Tra lo scadere del X secolo (998) e i primi decenni del seguente, S. Ippolito perde
la dignità di pieve in favore della chiesa di S. Agata (Fig. 3), localizzata all’interno
dell’attuale abitato di Asciano che fu un importante centro incastellato nel medioevo
nonché fulcro politico ed economico dell’area circostante. È quindi con il venire meno
del suo originale status preminente, che l’edificio di S. Ippolito viene plausibilmente
ridimensionato a pianta rettangolare come lo vediamo oggi, attraverso la dismissione
delle navate laterali, forse nell’occasione dello stesso cantiere che previde la realizzazione di una nuova facciata con stilemi propri del romanico maturo (XII-XIII secolo).
Non sappiamo con certezza, però, se già doveva presentarsi così nel 1178, quando
la chiesa venne ricordata insieme ad altre del piviere di S. Agata dalla bolla di Papa
Alessandro III, o se i lavori furono promossi in seguito (XIII secolo) come può sembrare dalle caratteristiche dei paramenti della facciata. Pare invece che l’abside centrale,
non più esistente, fosse stata mantenuta almeno sino allo scadere del XVII secolo,
come osserviamo in un disegno conservato nel fondo dei “Quattro Conservatori”

» **Problema breve 1**:
Quante righe delle voci contengono la stringa "polka"? Indica soltanto il numero.

» **Voci di origine**:
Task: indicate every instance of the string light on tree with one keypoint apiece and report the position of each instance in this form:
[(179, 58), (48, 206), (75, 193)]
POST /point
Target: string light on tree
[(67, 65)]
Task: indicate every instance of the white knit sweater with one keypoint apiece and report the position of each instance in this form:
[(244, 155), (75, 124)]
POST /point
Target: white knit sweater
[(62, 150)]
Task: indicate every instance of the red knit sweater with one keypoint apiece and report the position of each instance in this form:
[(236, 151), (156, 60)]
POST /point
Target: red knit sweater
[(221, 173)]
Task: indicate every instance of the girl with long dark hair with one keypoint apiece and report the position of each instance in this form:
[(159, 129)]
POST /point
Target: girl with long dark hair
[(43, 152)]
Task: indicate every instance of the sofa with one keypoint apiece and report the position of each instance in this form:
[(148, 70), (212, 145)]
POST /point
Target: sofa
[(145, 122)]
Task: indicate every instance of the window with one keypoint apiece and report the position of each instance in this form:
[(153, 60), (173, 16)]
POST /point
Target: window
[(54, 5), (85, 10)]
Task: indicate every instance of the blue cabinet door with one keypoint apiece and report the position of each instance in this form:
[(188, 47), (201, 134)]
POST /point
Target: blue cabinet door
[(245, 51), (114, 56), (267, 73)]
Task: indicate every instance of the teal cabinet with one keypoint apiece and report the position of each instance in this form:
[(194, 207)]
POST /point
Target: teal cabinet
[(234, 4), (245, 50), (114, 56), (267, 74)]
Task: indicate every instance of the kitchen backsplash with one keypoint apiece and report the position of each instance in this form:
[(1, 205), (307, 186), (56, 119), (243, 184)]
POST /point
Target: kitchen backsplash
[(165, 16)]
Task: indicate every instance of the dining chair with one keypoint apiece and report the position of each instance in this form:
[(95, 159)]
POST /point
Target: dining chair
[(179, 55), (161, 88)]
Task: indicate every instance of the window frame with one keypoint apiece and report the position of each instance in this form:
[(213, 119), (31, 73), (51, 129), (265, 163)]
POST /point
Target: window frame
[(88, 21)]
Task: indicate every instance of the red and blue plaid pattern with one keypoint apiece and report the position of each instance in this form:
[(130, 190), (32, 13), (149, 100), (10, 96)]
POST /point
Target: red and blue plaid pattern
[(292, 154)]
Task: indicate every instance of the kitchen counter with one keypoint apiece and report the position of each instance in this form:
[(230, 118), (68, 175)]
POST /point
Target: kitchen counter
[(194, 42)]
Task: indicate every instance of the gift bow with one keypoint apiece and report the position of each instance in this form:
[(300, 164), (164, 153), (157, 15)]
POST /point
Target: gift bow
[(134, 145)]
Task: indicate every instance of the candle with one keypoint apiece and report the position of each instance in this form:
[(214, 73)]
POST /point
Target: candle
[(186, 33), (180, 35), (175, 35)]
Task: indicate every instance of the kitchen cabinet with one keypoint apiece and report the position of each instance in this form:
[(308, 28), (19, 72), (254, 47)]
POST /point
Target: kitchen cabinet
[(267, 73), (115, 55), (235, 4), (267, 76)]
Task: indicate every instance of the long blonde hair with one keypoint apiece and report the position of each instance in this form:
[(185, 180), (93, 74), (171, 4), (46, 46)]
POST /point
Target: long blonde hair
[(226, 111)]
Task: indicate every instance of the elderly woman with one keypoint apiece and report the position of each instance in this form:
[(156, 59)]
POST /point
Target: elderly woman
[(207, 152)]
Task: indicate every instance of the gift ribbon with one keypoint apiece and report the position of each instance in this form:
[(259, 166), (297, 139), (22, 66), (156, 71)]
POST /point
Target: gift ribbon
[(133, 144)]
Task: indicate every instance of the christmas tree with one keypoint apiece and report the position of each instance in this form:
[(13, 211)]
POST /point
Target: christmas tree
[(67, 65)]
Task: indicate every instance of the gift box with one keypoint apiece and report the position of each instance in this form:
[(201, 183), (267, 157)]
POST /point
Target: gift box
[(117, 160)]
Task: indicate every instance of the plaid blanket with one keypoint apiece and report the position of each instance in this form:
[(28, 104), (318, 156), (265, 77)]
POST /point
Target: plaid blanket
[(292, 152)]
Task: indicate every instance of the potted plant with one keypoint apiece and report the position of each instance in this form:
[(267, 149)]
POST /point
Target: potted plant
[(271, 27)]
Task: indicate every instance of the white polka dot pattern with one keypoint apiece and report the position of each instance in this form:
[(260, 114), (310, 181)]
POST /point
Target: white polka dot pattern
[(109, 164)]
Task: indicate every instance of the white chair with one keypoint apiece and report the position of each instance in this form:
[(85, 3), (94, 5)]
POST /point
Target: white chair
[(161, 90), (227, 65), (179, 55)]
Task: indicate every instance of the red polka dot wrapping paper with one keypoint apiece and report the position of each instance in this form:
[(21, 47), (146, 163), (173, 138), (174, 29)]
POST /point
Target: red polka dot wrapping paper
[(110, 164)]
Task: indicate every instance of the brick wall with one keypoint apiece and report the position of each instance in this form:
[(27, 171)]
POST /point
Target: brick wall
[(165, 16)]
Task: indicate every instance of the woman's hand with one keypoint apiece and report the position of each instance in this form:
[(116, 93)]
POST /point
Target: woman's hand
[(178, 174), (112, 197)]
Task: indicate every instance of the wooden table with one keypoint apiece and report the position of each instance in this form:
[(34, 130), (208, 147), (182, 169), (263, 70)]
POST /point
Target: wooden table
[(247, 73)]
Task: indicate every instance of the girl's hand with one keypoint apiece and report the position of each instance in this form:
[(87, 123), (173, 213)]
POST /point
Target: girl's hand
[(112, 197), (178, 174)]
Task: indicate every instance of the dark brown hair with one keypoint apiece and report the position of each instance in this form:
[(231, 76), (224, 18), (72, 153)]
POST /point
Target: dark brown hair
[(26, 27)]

» **Problema breve 2**:
Prosegui il testo sulla chiesa di S. Ippolito a partire dal punto in cui termina.

» **Risposta 1**:
4

» **Risposta 2**:
dell’Archivio di Stato di Siena, mentre è possibile riferire agli inizi del XVI secolo un
restauro della copertura a doppio spiovente, grazie alla data “1507“ ben leggibile in
una capriata lignea. (Fig. 4)
Più volte ricordata come semplice ecclesia, negli elenchi delle decime papali del
XIII e XIV secolo, nel Quattrocento la struttura di S. Ippolito fu accorpata allo stesso
beneficio ecclesiastico della nuova cappella intitolata alla Natività di Maria, costruita
all’interno della pieve di S. Agata. Le successive “visite”, redatte nel corso dei secoli
XVI e XVII, oltre a confermare questo rapporto con la cappella, ricordano anche i
diritti di patronato su S. Ippolito che dal 1583 al 1680, risultano continuativamente
suddivisi in tre quote, detenute dalla comunità di Asciano, dalla famiglia senese dei
Talani e dalla famiglia locale degli Egidi. Con la visita apostolica del 1583, poi, la chiesa viene documentata per la prima volta con la duplice intitolazione ai Santi Ippolito
e Cassiano.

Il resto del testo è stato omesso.